* [Exercise]: Below are the records; count the lines in which "blurred" occurs and report only that number.

(Collection entries)
-------------------------
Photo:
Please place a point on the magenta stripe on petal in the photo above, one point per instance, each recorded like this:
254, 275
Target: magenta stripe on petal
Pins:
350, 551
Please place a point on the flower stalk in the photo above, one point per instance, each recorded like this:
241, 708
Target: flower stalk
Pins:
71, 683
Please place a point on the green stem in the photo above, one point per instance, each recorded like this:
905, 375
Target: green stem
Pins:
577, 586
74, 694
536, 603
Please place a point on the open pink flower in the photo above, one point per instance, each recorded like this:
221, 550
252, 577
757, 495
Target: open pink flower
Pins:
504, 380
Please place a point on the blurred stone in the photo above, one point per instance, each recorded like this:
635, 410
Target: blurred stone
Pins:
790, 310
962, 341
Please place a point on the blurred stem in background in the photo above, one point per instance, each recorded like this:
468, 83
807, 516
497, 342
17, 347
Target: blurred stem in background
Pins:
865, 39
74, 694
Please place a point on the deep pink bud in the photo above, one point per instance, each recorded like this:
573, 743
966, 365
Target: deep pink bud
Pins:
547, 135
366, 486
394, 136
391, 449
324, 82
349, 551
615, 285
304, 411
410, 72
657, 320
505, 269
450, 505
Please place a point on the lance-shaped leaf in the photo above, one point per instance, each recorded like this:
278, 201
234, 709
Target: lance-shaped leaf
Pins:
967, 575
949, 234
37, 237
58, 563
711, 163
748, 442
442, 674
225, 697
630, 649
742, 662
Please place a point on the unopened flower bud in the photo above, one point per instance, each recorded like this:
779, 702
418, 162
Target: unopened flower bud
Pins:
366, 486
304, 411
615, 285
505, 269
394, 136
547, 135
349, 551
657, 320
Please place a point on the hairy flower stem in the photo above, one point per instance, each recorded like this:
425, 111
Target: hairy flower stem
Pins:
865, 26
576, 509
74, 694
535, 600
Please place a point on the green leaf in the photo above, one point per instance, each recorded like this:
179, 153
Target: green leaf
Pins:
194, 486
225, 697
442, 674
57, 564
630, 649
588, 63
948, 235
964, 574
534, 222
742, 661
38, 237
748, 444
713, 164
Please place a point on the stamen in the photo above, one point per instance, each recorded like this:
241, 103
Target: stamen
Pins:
-------------------------
* [Answer to this problem]: 4